> [요구 사항] 아래 줄을 다시 적되 "in this form"를 모두 "in the following format"로 바꿔 주세요. 다른 부분은 그대로 둡니다.

> [과제 자료]
____

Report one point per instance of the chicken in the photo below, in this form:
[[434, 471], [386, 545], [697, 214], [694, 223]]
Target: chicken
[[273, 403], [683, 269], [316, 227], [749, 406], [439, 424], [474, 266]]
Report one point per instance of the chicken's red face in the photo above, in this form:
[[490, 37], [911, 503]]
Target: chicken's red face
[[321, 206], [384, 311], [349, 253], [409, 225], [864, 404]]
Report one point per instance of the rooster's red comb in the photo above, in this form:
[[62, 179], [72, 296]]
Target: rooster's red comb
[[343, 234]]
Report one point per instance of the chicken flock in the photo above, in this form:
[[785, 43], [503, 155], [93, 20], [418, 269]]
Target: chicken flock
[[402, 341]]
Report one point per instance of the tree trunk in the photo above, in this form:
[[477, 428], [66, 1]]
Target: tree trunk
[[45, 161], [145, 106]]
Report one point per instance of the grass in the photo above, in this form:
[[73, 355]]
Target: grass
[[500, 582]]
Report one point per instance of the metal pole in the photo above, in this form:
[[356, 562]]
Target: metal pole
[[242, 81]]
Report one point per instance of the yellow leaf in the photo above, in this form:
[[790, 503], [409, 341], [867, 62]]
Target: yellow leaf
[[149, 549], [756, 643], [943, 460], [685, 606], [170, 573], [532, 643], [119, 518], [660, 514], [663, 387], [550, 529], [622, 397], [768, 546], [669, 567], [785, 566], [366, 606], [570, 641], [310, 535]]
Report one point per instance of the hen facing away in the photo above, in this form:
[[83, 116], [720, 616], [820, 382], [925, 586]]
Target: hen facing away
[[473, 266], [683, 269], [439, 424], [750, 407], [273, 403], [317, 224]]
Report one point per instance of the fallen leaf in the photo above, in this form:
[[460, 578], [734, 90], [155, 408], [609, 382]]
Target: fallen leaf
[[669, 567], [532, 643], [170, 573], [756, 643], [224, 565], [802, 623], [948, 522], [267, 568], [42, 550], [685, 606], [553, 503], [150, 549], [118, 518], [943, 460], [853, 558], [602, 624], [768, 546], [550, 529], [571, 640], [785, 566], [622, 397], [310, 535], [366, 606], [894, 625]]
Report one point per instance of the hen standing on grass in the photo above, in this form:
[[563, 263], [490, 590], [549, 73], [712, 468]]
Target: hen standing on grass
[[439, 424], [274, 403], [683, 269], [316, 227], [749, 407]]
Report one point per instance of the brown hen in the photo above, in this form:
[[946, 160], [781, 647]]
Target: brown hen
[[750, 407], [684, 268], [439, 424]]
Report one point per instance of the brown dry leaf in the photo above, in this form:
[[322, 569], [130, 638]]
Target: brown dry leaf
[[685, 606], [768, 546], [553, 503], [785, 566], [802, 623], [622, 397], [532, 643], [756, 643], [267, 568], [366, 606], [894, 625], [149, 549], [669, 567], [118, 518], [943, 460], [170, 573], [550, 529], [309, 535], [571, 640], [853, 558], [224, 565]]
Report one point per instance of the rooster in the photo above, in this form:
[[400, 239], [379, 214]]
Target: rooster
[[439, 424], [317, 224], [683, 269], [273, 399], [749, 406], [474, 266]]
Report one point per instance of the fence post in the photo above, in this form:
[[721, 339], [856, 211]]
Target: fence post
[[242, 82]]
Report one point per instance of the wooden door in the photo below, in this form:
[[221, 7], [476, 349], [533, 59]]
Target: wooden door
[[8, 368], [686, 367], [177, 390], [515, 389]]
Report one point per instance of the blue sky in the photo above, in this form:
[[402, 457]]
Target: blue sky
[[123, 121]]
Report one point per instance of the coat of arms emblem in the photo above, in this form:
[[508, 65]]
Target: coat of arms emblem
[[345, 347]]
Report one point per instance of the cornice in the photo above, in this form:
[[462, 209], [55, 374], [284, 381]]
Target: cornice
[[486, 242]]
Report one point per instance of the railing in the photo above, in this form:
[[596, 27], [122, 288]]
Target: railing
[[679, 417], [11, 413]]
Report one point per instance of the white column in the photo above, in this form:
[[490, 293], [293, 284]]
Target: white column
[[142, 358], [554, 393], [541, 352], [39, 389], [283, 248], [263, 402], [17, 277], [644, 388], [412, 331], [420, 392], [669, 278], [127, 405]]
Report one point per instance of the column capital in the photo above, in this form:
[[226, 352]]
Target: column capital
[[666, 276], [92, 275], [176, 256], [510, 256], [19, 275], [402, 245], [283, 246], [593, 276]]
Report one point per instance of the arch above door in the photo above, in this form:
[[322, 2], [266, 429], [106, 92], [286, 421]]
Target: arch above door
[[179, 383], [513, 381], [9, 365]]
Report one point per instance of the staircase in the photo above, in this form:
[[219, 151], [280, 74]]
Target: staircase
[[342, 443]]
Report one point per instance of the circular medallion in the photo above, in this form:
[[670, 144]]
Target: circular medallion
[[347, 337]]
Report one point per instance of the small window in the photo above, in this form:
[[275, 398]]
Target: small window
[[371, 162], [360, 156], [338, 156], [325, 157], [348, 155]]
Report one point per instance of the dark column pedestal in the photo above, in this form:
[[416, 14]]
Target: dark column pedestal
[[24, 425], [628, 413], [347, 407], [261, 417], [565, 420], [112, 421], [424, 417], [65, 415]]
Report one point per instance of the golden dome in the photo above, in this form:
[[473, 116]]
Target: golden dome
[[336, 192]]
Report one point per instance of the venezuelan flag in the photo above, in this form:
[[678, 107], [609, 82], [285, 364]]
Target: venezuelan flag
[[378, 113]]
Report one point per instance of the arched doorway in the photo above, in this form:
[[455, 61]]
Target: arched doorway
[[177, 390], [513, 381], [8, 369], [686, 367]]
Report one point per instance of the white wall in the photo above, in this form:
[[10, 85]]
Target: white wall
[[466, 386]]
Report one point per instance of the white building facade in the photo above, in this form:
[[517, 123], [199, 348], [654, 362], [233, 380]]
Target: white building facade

____

> [과제 답변]
Report one point per instance of the chicken in the photo below, in the following format:
[[434, 471], [386, 545], [697, 214], [694, 223]]
Target: chicken
[[273, 403], [683, 269], [316, 227], [749, 406], [439, 424], [474, 266]]
Report one point per instance of the chicken's red face in the photo above, in the following format:
[[490, 37], [911, 503]]
Target: chicken's red face
[[321, 206], [384, 311], [349, 253], [409, 225], [864, 404]]
Report one point per instance of the rooster's red comb in the photo above, in the following format:
[[62, 179], [72, 296]]
Target: rooster's red comb
[[343, 234]]
Report one point per instance of the chicken flock in the photo above, in the following format:
[[785, 43], [503, 155], [93, 20], [418, 269]]
Target: chicken flock
[[402, 341]]
Report one point per instance of the tree trunk in the photo above, in the following format:
[[477, 428], [66, 1]]
Target: tree trunk
[[45, 161], [145, 106]]
Report one point per instance of the grass in the photo above, in the following format:
[[73, 355]]
Target: grass
[[500, 582]]
Report one point per instance of the metal pole in the photo above, in the following format:
[[356, 562]]
Target: metal pole
[[242, 81]]
Report one point per instance of the yellow leaf in the photo above, in the following format:
[[790, 503], [409, 341], [867, 62]]
Target: yellow leaf
[[149, 549], [756, 643], [943, 460], [685, 606], [170, 573], [532, 643], [119, 518], [660, 514], [663, 387], [550, 529], [622, 397], [768, 546], [669, 567], [785, 566], [366, 606], [570, 641], [310, 535]]
Report one point per instance of the hen facing away in the photo above, in the following format:
[[83, 116], [720, 616], [820, 382], [925, 586]]
Target: hen facing away
[[473, 266], [683, 269], [439, 424], [750, 407], [273, 403], [317, 224]]
Report one point per instance of the fallen leaf in the photo above, in the following format:
[[460, 578], [734, 90], [155, 408], [609, 382]]
Target: fallen leaf
[[669, 567], [532, 643], [170, 573], [756, 643], [224, 565], [802, 623], [948, 522], [267, 568], [42, 550], [685, 606], [553, 503], [150, 549], [118, 518], [943, 460], [853, 558], [602, 624], [768, 546], [550, 529], [571, 640], [785, 566], [622, 397], [310, 535], [366, 606], [894, 625]]
Report one point per instance of the hen standing on grass in the photo above, in the following format:
[[563, 263], [490, 590], [549, 73], [712, 468]]
Target: hen standing on grass
[[439, 424], [274, 403], [683, 269], [316, 227], [749, 407]]
Report one point per instance of the brown hen in the photo above, in the following format:
[[946, 160], [781, 647]]
Target: brown hen
[[750, 407], [684, 268], [439, 424]]
Report one point per instance of the brown dry leaf in the photo above, in the following format:
[[322, 569], [130, 638]]
Target: brown dry leaf
[[685, 606], [768, 546], [553, 503], [785, 566], [802, 623], [622, 397], [532, 643], [756, 643], [267, 568], [366, 606], [894, 625], [149, 549], [669, 567], [118, 518], [943, 460], [170, 573], [550, 529], [309, 535], [571, 640], [853, 558], [224, 565]]
Report one point per instance of the rooster in the photo above, in the following format:
[[400, 239], [379, 214]]
Target: rooster
[[439, 424], [317, 224], [683, 269], [273, 399], [749, 406], [474, 266]]
Report one point per instance of the fence post in the photo above, in the following format:
[[721, 339], [856, 211]]
Target: fence post
[[242, 82]]
Report one point per instance of the wooden door in the photo below, in the following format:
[[221, 7], [476, 349], [533, 59]]
Target: wooden door
[[8, 368], [686, 367], [177, 390], [515, 389]]
Report one point per instance of the blue sky in the photo above, in the following format:
[[402, 457]]
Target: blue sky
[[123, 121]]
Report one point per instance of the coat of arms emblem in the photo above, in the following format:
[[508, 65]]
Target: coat of arms emblem
[[345, 347]]
Report one point per instance of the cornice in the photo above, in the following format:
[[462, 209], [55, 374], [284, 381]]
Target: cornice
[[486, 242]]
Report one point per instance of the railing in the photo above, in the following format:
[[596, 27], [122, 288]]
Target: railing
[[679, 417], [11, 413]]
Report one point per instance of the white column in the photo above, in the following format:
[[490, 293], [293, 284]]
Target: white column
[[142, 358], [554, 393], [541, 352], [39, 389], [283, 248], [263, 402], [17, 277], [644, 388], [412, 331], [420, 392], [669, 278], [127, 405]]
Report one point per instance of the column capital in the photo above, in the following format:
[[226, 352]]
Target: column capital
[[666, 276], [92, 275], [176, 256], [510, 256], [19, 275], [402, 245], [283, 246], [593, 276]]
Report one point per instance of the arch above door in the photo above, in the following format:
[[322, 2], [266, 429], [106, 92], [286, 421]]
Target: arch above door
[[179, 383], [513, 381], [9, 365]]
Report one point per instance of the staircase in the photo above, in the following format:
[[219, 151], [280, 74]]
Target: staircase
[[342, 443]]
Report one point per instance of the circular medallion in the photo above, in the following format:
[[670, 144]]
Target: circular medallion
[[347, 337]]
Report one point per instance of the small window in the photo above, in the following format:
[[275, 398]]
Target: small window
[[371, 162], [360, 156], [338, 156], [325, 157], [348, 155]]
Report one point per instance of the dark column pedestal in the photo above, in the following format:
[[416, 14]]
Target: dark column pedestal
[[24, 425], [628, 413], [347, 407], [261, 417], [565, 420], [112, 421], [424, 417], [65, 415]]
Report one point per instance of the golden dome in the photo above, in the following format:
[[473, 116]]
Target: golden dome
[[336, 192]]
Report one point per instance of the venezuelan flag in the photo above, in the following format:
[[678, 107], [609, 82], [285, 364]]
Target: venezuelan flag
[[378, 113]]
Report one point per instance of the arched doorway in the photo above, in the following format:
[[455, 61]]
Target: arched doorway
[[177, 390], [513, 381], [8, 369], [686, 367]]
Report one point per instance of the white wall in the photo above, in the following format:
[[10, 85]]
Target: white wall
[[466, 386]]
Report one point per instance of the white building facade in the photo above, in the following format:
[[517, 123], [199, 348], [654, 362], [233, 380]]
Target: white building facade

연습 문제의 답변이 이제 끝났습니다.